■ Task brief:
Where a line of the entries holds the string "water", copy that line.

........

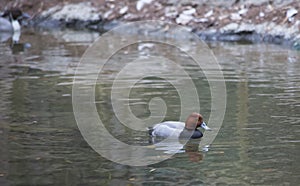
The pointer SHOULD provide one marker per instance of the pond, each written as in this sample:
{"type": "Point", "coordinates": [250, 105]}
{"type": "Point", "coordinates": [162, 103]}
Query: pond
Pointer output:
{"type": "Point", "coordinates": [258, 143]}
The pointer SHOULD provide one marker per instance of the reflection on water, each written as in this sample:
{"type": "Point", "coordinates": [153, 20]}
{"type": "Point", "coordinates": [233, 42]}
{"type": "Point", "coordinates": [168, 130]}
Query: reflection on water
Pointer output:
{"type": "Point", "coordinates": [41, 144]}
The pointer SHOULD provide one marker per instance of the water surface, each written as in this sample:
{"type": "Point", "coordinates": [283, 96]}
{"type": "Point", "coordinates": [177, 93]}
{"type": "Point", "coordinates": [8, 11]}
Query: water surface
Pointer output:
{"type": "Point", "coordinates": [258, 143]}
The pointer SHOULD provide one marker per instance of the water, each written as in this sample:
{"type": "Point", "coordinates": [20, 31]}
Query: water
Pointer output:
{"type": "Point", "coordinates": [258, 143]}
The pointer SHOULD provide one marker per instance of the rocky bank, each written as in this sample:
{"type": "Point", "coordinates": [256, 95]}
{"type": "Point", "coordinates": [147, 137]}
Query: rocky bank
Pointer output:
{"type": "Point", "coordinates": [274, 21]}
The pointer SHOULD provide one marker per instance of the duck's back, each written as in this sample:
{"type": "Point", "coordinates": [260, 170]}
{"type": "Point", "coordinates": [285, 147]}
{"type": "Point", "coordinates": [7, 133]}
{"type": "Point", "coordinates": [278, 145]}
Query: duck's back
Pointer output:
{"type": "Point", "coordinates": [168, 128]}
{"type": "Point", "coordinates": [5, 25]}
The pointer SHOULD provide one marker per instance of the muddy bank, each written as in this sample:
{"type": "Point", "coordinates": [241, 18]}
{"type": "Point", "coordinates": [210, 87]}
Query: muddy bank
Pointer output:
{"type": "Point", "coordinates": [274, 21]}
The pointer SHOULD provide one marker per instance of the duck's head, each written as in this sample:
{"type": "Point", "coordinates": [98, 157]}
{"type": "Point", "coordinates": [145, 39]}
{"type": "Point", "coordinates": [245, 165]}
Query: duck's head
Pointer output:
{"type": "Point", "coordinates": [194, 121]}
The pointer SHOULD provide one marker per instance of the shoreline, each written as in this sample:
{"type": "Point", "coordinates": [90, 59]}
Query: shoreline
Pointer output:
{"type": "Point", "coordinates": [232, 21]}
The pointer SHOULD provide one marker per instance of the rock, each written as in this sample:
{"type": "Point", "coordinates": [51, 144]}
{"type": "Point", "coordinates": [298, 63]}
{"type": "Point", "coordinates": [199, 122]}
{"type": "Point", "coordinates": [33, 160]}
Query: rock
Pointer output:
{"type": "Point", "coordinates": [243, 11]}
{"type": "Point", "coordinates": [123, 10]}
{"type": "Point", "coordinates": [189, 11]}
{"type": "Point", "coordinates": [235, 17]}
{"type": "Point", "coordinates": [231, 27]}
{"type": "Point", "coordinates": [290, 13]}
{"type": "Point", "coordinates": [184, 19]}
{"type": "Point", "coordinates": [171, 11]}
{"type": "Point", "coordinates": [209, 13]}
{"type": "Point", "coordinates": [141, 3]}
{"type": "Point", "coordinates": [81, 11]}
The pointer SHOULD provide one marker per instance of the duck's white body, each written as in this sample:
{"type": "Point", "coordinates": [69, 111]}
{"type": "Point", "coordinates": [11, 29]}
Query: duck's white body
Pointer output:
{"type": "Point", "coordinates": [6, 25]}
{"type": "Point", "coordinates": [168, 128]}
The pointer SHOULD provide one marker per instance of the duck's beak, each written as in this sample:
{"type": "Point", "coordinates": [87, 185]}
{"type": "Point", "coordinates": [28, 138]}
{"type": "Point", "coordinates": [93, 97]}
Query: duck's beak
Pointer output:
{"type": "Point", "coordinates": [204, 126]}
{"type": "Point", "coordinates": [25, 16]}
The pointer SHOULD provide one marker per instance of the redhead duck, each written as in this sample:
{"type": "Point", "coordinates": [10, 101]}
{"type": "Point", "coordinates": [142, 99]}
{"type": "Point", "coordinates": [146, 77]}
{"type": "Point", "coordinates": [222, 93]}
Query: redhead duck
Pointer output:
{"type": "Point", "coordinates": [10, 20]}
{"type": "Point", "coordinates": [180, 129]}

........

■ Output of the task:
The pointer SHOULD provide one marker per instance of the reflection on water, each written as in this sample:
Query: reflection on water
The pointer SHOULD provide one marker per instance of the water surface, each written as in this sample:
Query: water surface
The pointer SHOULD provide one marker per instance of the water, each written as in this sample:
Query: water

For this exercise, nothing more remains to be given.